(What you should do)
Your reply should reproduce all the data below exactly while excluding the pictures.

(Collected data)
---*---
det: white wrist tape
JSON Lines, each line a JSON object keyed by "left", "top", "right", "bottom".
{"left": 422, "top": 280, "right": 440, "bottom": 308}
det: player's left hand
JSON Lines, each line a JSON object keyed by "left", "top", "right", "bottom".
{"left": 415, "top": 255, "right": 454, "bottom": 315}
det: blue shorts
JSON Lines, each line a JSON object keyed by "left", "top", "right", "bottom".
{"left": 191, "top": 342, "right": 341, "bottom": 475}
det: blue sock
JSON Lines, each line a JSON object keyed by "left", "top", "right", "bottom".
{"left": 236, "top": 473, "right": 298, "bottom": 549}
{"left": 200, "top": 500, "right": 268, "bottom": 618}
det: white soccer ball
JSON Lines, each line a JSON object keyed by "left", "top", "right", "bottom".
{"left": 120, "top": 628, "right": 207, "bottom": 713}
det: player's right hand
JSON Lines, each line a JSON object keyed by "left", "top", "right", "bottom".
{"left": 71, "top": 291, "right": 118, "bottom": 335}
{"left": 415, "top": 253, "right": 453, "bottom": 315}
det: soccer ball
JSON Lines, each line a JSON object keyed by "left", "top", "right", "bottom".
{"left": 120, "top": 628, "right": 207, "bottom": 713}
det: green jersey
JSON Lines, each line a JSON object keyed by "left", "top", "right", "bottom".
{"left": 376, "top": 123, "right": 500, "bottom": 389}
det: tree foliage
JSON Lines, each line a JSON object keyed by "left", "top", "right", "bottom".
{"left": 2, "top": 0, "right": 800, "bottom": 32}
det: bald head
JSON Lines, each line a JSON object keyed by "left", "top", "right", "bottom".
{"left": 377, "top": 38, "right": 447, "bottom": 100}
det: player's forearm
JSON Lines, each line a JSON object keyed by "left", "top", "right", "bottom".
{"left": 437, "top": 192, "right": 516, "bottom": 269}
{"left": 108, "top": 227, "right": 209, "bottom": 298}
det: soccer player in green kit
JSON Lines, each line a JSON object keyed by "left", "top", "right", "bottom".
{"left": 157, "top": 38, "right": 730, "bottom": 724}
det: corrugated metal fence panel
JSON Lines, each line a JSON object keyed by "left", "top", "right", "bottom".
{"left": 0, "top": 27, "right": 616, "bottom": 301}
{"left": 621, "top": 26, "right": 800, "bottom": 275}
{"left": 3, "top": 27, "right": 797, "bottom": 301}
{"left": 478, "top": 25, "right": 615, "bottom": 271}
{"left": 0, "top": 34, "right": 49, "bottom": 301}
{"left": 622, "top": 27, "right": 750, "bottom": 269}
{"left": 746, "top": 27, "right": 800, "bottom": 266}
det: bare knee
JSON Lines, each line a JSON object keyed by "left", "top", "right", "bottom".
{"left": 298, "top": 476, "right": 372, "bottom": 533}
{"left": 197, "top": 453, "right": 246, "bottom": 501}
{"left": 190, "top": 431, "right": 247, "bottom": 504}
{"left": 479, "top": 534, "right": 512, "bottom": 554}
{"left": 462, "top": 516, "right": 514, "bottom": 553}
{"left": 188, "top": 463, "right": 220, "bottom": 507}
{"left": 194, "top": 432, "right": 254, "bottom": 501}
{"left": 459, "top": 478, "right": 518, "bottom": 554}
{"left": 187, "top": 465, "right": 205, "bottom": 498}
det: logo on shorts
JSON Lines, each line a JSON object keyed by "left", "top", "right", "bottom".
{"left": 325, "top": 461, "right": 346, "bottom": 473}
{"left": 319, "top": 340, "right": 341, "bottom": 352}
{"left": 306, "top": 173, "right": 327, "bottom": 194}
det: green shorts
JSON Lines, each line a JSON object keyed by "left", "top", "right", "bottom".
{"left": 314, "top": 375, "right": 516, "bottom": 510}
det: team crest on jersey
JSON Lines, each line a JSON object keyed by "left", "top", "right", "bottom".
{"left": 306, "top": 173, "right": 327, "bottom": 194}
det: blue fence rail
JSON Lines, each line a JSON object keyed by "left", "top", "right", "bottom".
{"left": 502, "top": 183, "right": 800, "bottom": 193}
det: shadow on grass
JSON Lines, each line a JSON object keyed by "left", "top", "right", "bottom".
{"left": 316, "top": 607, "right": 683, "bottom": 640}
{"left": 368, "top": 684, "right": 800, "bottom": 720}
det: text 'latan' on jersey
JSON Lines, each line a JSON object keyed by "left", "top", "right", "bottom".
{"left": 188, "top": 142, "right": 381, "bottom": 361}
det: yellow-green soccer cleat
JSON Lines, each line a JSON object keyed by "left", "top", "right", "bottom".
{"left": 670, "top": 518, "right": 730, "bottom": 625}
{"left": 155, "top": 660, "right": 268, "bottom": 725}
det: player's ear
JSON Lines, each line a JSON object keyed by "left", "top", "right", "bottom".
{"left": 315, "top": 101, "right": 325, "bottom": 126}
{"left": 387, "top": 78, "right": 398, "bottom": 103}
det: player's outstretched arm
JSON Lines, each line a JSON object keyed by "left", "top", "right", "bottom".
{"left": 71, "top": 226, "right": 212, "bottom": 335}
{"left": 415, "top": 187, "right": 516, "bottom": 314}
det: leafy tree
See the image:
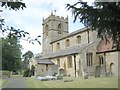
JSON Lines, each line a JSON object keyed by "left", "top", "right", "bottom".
{"left": 0, "top": 1, "right": 41, "bottom": 73}
{"left": 23, "top": 68, "right": 31, "bottom": 77}
{"left": 0, "top": 0, "right": 27, "bottom": 37}
{"left": 22, "top": 50, "right": 33, "bottom": 61}
{"left": 31, "top": 65, "right": 35, "bottom": 76}
{"left": 1, "top": 34, "right": 22, "bottom": 71}
{"left": 22, "top": 51, "right": 34, "bottom": 77}
{"left": 66, "top": 1, "right": 120, "bottom": 49}
{"left": 22, "top": 50, "right": 33, "bottom": 69}
{"left": 0, "top": 1, "right": 41, "bottom": 45}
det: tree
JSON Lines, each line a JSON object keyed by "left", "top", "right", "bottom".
{"left": 31, "top": 65, "right": 35, "bottom": 76}
{"left": 1, "top": 34, "right": 22, "bottom": 71}
{"left": 22, "top": 50, "right": 33, "bottom": 69}
{"left": 0, "top": 1, "right": 27, "bottom": 37}
{"left": 66, "top": 1, "right": 120, "bottom": 49}
{"left": 0, "top": 1, "right": 41, "bottom": 73}
{"left": 0, "top": 1, "right": 41, "bottom": 45}
{"left": 22, "top": 50, "right": 33, "bottom": 61}
{"left": 0, "top": 0, "right": 26, "bottom": 10}
{"left": 22, "top": 51, "right": 34, "bottom": 77}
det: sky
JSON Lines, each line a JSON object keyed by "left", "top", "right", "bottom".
{"left": 0, "top": 0, "right": 95, "bottom": 55}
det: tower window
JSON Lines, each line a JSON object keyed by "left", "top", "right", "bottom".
{"left": 45, "top": 25, "right": 49, "bottom": 36}
{"left": 56, "top": 42, "right": 60, "bottom": 50}
{"left": 86, "top": 52, "right": 93, "bottom": 66}
{"left": 65, "top": 39, "right": 70, "bottom": 47}
{"left": 58, "top": 23, "right": 63, "bottom": 34}
{"left": 76, "top": 35, "right": 81, "bottom": 44}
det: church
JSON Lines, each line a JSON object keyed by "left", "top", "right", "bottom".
{"left": 29, "top": 12, "right": 119, "bottom": 77}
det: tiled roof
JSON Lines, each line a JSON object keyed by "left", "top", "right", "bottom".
{"left": 43, "top": 42, "right": 95, "bottom": 58}
{"left": 37, "top": 58, "right": 54, "bottom": 65}
{"left": 97, "top": 38, "right": 113, "bottom": 52}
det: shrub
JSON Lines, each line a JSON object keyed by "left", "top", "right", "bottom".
{"left": 1, "top": 70, "right": 11, "bottom": 78}
{"left": 23, "top": 68, "right": 31, "bottom": 77}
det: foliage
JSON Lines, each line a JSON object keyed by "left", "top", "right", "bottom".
---*---
(Written solution)
det: white wrist tape
JSON Lines, each line a JSON object keyed by "left", "top", "right", "bottom".
{"left": 422, "top": 280, "right": 440, "bottom": 308}
det: player's left hand
JSON Lines, each line a JSON object keyed by "left", "top", "right", "bottom".
{"left": 415, "top": 255, "right": 454, "bottom": 315}
det: blue shorts
JSON Lines, each line a JSON object keyed by "left", "top", "right", "bottom".
{"left": 191, "top": 342, "right": 341, "bottom": 475}
det: blue sock
JSON Lines, each line a JSON object keyed by "left", "top", "right", "bottom".
{"left": 236, "top": 473, "right": 298, "bottom": 549}
{"left": 200, "top": 500, "right": 268, "bottom": 618}
det: white soccer ball
JSON Lines, each line a JSON object keyed by "left", "top", "right", "bottom".
{"left": 120, "top": 628, "right": 207, "bottom": 713}
det: player's right hand
JSON Lines, each line a JSON object keyed by "left", "top", "right", "bottom".
{"left": 71, "top": 291, "right": 118, "bottom": 335}
{"left": 415, "top": 253, "right": 453, "bottom": 315}
det: soccer ball
JSON Lines, each line a JSON object keyed by "left", "top", "right", "bottom".
{"left": 120, "top": 628, "right": 207, "bottom": 713}
det: green jersey
JSON Lines, each line a JSON object keyed by "left", "top", "right", "bottom".
{"left": 376, "top": 123, "right": 500, "bottom": 389}
det: tree foliage
JSON Lines, each line a JSON object keyed by "left", "top", "right", "bottom".
{"left": 2, "top": 0, "right": 800, "bottom": 32}
det: bald head
JSON Lines, each line a JSON object keyed by "left", "top", "right", "bottom".
{"left": 377, "top": 38, "right": 447, "bottom": 100}
det: player's forearm
JSON Lines, each line a JSON object keyed by "left", "top", "right", "bottom".
{"left": 437, "top": 192, "right": 516, "bottom": 269}
{"left": 108, "top": 227, "right": 209, "bottom": 298}
det: soccer player in green kit
JSON Lines, each line a JSON object keyed by "left", "top", "right", "bottom".
{"left": 157, "top": 38, "right": 730, "bottom": 724}
det: corrugated metal fence panel
JSON Lines, each line a JSON object keyed by "left", "top", "right", "bottom".
{"left": 0, "top": 27, "right": 616, "bottom": 301}
{"left": 621, "top": 26, "right": 800, "bottom": 275}
{"left": 3, "top": 27, "right": 797, "bottom": 301}
{"left": 478, "top": 25, "right": 615, "bottom": 271}
{"left": 0, "top": 34, "right": 49, "bottom": 301}
{"left": 622, "top": 27, "right": 750, "bottom": 269}
{"left": 746, "top": 27, "right": 800, "bottom": 266}
det: bare knee
JSON Lines, each line a JSON object keyed by "left", "top", "right", "bottom".
{"left": 298, "top": 476, "right": 372, "bottom": 533}
{"left": 197, "top": 453, "right": 246, "bottom": 501}
{"left": 190, "top": 431, "right": 247, "bottom": 504}
{"left": 479, "top": 534, "right": 512, "bottom": 554}
{"left": 462, "top": 516, "right": 514, "bottom": 553}
{"left": 188, "top": 463, "right": 220, "bottom": 507}
{"left": 194, "top": 432, "right": 254, "bottom": 501}
{"left": 459, "top": 478, "right": 518, "bottom": 554}
{"left": 187, "top": 465, "right": 205, "bottom": 498}
det: logo on shorts
JSON Lines, each line a JSON object keyed by "left", "top", "right", "bottom".
{"left": 325, "top": 461, "right": 346, "bottom": 473}
{"left": 319, "top": 340, "right": 341, "bottom": 352}
{"left": 306, "top": 173, "right": 327, "bottom": 194}
det: green shorts
JSON Lines, each line a JSON object keyed by "left", "top", "right", "bottom".
{"left": 314, "top": 375, "right": 516, "bottom": 510}
det: team crest on jersey
JSON Lines, each line a JSON object keyed by "left", "top", "right", "bottom".
{"left": 306, "top": 173, "right": 327, "bottom": 194}
det: blue fence rail
JSON Lines, each line a JSON object keyed by "left", "top", "right", "bottom".
{"left": 502, "top": 183, "right": 800, "bottom": 193}
det: shadow on grass
JSON Lines, each line a JSON object keyed by "left", "top", "right", "bottom".
{"left": 316, "top": 607, "right": 683, "bottom": 640}
{"left": 368, "top": 684, "right": 800, "bottom": 720}
det: text 'latan' on jersey
JSON Lines, each line a JSON object keyed by "left", "top", "right", "bottom".
{"left": 188, "top": 142, "right": 381, "bottom": 361}
det: yellow-green soccer cleat
JSON Lines, each line a JSON object keyed by "left", "top", "right", "bottom".
{"left": 670, "top": 518, "right": 730, "bottom": 625}
{"left": 155, "top": 660, "right": 268, "bottom": 725}
det: player's ear
JSON Lines, each line a JSON object keyed by "left", "top", "right", "bottom".
{"left": 315, "top": 101, "right": 325, "bottom": 126}
{"left": 387, "top": 78, "right": 398, "bottom": 103}
det: player's outstretched arm
JSON Lines, each line a JSON object keyed by "left", "top", "right", "bottom".
{"left": 71, "top": 226, "right": 212, "bottom": 335}
{"left": 415, "top": 187, "right": 516, "bottom": 314}
det: leafy tree
See the image:
JSON Lines, each line a JSON object keyed by "left", "top", "right", "bottom".
{"left": 0, "top": 1, "right": 41, "bottom": 73}
{"left": 23, "top": 68, "right": 31, "bottom": 77}
{"left": 0, "top": 0, "right": 27, "bottom": 37}
{"left": 22, "top": 50, "right": 33, "bottom": 61}
{"left": 31, "top": 65, "right": 35, "bottom": 76}
{"left": 1, "top": 34, "right": 22, "bottom": 71}
{"left": 22, "top": 51, "right": 34, "bottom": 77}
{"left": 66, "top": 1, "right": 120, "bottom": 49}
{"left": 22, "top": 50, "right": 33, "bottom": 69}
{"left": 0, "top": 1, "right": 41, "bottom": 45}
det: tree
JSON Lines, each line a JSON object keyed by "left", "top", "right", "bottom".
{"left": 31, "top": 65, "right": 35, "bottom": 76}
{"left": 1, "top": 34, "right": 22, "bottom": 71}
{"left": 22, "top": 50, "right": 33, "bottom": 69}
{"left": 0, "top": 1, "right": 27, "bottom": 37}
{"left": 66, "top": 1, "right": 120, "bottom": 49}
{"left": 0, "top": 1, "right": 41, "bottom": 73}
{"left": 0, "top": 1, "right": 41, "bottom": 45}
{"left": 22, "top": 50, "right": 33, "bottom": 61}
{"left": 0, "top": 0, "right": 26, "bottom": 10}
{"left": 22, "top": 51, "right": 34, "bottom": 77}
det: sky
JSON Lines, each line a JSON object keyed by "left", "top", "right", "bottom".
{"left": 0, "top": 0, "right": 95, "bottom": 55}
det: tower window
JSON Lines, each line a JSON object keyed by "left", "top", "right", "bottom".
{"left": 45, "top": 25, "right": 49, "bottom": 36}
{"left": 56, "top": 42, "right": 60, "bottom": 50}
{"left": 86, "top": 52, "right": 93, "bottom": 66}
{"left": 65, "top": 39, "right": 70, "bottom": 47}
{"left": 58, "top": 23, "right": 63, "bottom": 34}
{"left": 76, "top": 35, "right": 81, "bottom": 44}
det: church
JSON Lines, each line a JSON object keyed by "left", "top", "right", "bottom".
{"left": 29, "top": 12, "right": 119, "bottom": 77}
det: tiled roof
JSON Lines, each line a JSON object keyed by "left", "top", "right", "bottom".
{"left": 43, "top": 42, "right": 95, "bottom": 58}
{"left": 37, "top": 58, "right": 54, "bottom": 65}
{"left": 97, "top": 38, "right": 113, "bottom": 52}
det: shrub
JSON Lines, each line a JSON object keyed by "left", "top", "right", "bottom".
{"left": 1, "top": 70, "right": 11, "bottom": 78}
{"left": 23, "top": 68, "right": 31, "bottom": 77}
det: foliage
JSON Lines, each line a JSON object keyed by "left", "top", "right", "bottom".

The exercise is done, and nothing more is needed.